Lab 2
H-R Diagram

The purpose of this lab assignment is to teach you how the H-R diagram was made, and to learn what it tells us. You will be making two H-R diagrams and comparing them.

Contents:


Grading and Policies

Due Date: Thursday May 13, at the start of class

If you are late to class, you may still hand in your project, immediately after you walk in the door.

Grading:

This lab will be graded out of 10 points, broken down as follows:

H-R diagram for nearby stars 2 points
H-R diagram for bright stars 2 points
Bar graph of number vs magnitude for nearby stars 1.5 points
Bar graph of number vs magnitude for bright stars 1.5 points
Answers to 3 follow-up questions 1 point each

Late Policy:

Late Policy is the same as for Lab 1. You may hand in your lab up to two weeks after the due date. However, points will be deducted according to the following schedule:

Tuesday May 18 - Thursday May 20 2 points
Thursday May 20 - Tuesday May 25 4 points
Tuesday May 25 - Thursday May 27 6 points
Thursday May 27 - Tuesday June 1 8 points

There isn't a class meeting on June 1. You may turn in your lab until the end of Linda's section (4:30 PM) on June 1. The deadline on each day other than June 1 is 2 PM, or immediately after you come into the classroom. The rules about handing in labs at the beginning of class and valid excuses for late labs are the same as for Lab 1.


Instructions

Making an H-R Diagram

You will be making two H-R diagrams for this lab. First, make one for the nearby stars list.

  1. Print the blank H-R diagram.
  2. Print the magnitude bins diagram.
  3. Using the temperature and luminosity or spectral class and magnitude(M(V)), plot the position of each star on the H-R diagram.
  4. Make a bar graph showing the number of stars in each magnitude bin on the magnitude bins diagram.

• Required work:
Decide whether each statement agrees with the H-R diagram lab assignment, answering yes or no and quoting the words from the assignment that settle it. (a) The lab is graded out of 10 points. (b) The class meets on June 1. (c) The first H-R diagram is made for the bright stars list.

• Records contained in a dataset:
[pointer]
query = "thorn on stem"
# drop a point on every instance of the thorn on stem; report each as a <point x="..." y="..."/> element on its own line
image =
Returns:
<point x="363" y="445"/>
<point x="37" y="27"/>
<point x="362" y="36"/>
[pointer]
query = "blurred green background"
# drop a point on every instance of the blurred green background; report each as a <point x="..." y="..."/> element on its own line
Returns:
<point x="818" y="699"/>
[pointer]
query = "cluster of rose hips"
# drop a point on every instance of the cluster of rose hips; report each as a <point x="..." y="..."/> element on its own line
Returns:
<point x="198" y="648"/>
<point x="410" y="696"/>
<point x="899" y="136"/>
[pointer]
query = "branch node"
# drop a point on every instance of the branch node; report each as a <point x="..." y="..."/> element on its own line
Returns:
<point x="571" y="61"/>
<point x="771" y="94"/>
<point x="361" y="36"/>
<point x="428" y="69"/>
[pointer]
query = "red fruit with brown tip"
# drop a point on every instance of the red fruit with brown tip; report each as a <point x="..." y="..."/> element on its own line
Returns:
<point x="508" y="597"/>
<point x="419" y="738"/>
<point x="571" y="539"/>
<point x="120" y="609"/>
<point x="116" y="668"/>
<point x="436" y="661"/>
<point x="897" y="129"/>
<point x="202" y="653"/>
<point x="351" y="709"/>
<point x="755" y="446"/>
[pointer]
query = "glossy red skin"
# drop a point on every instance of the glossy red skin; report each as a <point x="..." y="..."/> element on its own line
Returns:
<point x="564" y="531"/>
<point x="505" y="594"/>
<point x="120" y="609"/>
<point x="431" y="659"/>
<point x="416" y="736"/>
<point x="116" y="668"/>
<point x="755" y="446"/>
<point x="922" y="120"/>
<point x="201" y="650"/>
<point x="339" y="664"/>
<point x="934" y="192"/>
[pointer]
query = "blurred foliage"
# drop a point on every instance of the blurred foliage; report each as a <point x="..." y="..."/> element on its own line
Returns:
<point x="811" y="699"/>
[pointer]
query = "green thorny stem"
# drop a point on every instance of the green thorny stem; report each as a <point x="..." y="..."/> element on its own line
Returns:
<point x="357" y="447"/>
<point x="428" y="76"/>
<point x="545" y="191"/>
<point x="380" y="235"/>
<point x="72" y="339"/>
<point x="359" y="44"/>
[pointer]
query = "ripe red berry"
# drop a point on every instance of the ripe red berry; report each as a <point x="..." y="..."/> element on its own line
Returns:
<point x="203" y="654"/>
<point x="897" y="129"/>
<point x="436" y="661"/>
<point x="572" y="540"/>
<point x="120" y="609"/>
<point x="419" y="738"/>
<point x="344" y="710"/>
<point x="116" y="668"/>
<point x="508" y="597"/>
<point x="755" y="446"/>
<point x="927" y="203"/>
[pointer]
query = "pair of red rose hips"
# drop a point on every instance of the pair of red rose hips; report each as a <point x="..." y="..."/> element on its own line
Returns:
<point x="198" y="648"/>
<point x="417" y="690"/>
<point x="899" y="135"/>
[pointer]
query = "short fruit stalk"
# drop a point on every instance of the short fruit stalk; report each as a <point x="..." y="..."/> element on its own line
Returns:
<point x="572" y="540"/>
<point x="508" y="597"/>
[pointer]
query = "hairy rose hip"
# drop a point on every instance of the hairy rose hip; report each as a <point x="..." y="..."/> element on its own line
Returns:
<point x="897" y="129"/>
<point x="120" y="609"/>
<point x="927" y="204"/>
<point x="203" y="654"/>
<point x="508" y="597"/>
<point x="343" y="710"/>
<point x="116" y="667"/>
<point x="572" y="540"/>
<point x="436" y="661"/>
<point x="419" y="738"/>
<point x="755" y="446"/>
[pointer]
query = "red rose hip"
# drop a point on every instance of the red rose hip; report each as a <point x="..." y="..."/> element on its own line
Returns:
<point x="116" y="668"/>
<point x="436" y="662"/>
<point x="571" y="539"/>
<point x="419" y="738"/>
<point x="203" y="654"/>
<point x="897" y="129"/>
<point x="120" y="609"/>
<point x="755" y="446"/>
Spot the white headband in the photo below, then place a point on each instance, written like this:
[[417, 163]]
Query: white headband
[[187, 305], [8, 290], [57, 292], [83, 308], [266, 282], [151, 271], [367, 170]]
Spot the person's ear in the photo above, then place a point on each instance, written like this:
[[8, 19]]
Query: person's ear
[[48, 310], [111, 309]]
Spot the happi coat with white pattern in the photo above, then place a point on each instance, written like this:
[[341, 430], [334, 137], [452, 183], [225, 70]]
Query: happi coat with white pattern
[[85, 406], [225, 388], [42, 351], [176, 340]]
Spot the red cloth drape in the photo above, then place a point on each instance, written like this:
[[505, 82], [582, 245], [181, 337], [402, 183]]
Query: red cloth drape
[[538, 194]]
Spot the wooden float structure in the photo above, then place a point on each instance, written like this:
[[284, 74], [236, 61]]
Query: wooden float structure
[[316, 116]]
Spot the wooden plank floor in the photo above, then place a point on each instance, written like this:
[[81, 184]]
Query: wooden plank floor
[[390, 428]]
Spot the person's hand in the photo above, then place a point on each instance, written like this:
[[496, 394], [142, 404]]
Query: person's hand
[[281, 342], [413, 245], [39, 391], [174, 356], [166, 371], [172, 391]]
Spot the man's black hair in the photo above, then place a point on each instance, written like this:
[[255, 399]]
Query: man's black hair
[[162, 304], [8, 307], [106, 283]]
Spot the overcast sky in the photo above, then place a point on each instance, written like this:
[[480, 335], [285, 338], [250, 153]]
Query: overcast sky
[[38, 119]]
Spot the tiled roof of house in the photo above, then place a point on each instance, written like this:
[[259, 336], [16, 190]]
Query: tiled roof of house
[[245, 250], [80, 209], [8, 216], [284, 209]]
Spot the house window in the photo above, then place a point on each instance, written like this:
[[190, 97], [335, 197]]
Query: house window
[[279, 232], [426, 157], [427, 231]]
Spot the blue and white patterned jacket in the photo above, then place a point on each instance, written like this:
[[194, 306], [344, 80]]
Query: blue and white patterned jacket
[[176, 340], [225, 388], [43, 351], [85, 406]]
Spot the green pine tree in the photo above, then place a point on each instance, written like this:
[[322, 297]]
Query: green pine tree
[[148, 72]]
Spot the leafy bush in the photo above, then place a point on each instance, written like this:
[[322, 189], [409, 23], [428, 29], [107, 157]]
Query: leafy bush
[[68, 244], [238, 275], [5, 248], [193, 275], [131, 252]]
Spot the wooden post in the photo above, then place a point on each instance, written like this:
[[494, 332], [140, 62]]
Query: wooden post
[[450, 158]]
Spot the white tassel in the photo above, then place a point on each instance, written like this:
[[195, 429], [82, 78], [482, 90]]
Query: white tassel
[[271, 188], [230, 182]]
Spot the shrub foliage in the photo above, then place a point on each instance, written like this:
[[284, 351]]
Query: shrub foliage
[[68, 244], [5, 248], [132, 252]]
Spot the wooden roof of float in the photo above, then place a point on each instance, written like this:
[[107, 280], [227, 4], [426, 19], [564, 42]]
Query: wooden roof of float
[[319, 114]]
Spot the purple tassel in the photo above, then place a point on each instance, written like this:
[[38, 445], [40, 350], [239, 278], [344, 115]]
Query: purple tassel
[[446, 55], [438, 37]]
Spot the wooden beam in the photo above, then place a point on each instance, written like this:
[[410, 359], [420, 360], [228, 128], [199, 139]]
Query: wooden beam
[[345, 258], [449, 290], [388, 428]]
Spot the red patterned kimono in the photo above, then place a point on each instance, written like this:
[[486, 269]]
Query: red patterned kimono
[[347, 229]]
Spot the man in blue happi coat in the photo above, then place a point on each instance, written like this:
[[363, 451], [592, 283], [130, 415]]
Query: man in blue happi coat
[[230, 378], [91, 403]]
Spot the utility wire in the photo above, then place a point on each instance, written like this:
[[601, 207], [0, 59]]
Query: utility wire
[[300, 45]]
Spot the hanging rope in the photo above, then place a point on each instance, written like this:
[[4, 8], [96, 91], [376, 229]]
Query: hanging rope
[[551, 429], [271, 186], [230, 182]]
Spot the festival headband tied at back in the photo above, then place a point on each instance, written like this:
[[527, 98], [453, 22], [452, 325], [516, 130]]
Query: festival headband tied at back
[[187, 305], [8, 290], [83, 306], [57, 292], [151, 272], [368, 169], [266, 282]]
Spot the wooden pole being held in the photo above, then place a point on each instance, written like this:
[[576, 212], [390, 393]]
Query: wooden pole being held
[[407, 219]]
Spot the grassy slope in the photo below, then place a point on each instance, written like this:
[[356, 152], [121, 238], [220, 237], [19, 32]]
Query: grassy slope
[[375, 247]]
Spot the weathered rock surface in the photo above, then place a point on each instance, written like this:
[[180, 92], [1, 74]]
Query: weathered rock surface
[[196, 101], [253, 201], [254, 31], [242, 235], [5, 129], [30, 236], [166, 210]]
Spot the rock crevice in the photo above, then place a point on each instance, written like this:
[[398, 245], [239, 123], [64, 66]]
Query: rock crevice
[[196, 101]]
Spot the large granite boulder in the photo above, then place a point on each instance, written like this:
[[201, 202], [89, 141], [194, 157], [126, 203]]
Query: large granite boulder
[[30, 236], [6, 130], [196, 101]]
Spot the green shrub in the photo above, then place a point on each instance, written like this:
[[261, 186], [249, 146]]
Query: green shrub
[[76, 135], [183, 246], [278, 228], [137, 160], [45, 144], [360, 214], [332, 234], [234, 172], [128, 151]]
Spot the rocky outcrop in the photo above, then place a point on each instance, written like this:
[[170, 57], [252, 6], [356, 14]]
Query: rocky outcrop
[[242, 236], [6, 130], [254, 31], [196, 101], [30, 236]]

• Response:
(a) Yes: "This lab will be graded out of 10 points"
(b) No: "There isn't a class meeting on June 1."
(c) No: "First, make one for the nearby stars list."